The specialty insurance marketplace always has been a vast laboratory for nascent products. It once was a tiny market. Those days are over. Today, with tens of billions in premiums in the U.S. market, specialty is for more than unique and emerging risks. And it is attracting new carriers and underwriting talent.

Executive Summary

Specialty is not a short-term play for Westfield, a property/casualty insurer started by a group of farmers back in 1848. Westfield leaders Ed Largent and Jack Kuhn explain the company's recently announced strategy to expand into specialty lines, giving their take on why the time is right for companies like Westfield to expand and how they are leveraging a culture focused on collaboration—not single star performers—and staying true to business values of underwriting profits and financial stability.

Specialty is a dynamic marketplace, evolving and overlapping in the standard property/casualty area. Today, many commercial insurance operations such as Westfield write both admitted and nonadmitted business. As specialty categories expand, there’s less distinction between standard and nonstandard lines. There’s an ebb and flow, especially in larger customer accounts. An account could show up in standard lines; other times you see it in E&S.

• Source data
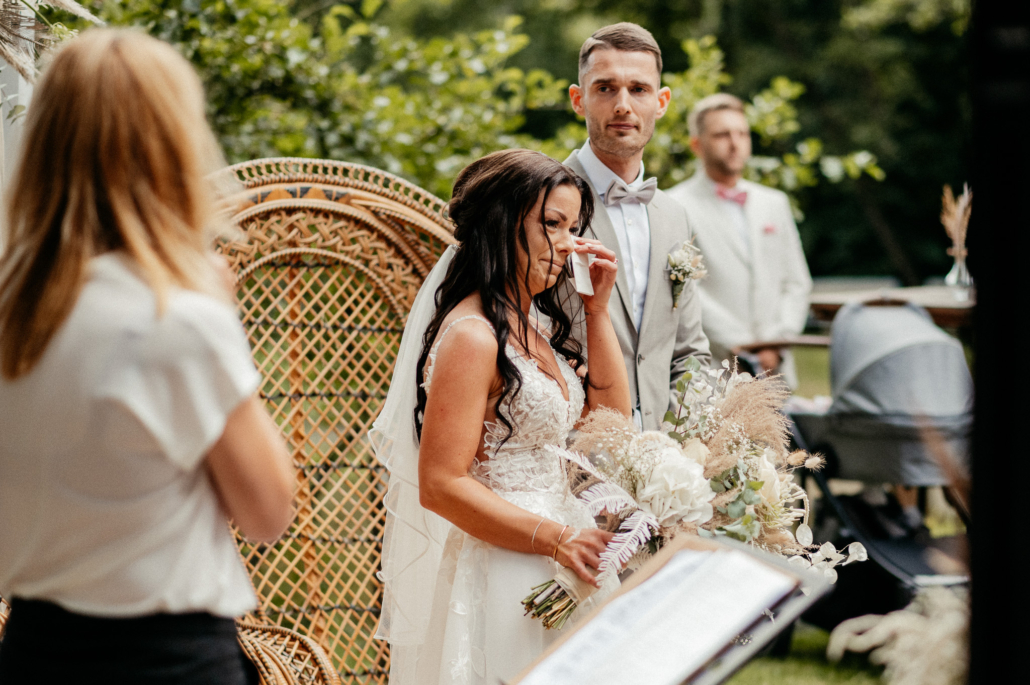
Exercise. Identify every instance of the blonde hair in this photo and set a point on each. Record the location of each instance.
(117, 156)
(695, 121)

• Exercise directions
According to the specialty insurance article, who started Westfield, and in what year? The data stands apart from the text and is separate material.

• The answer
A group of farmers started Westfield in 1848.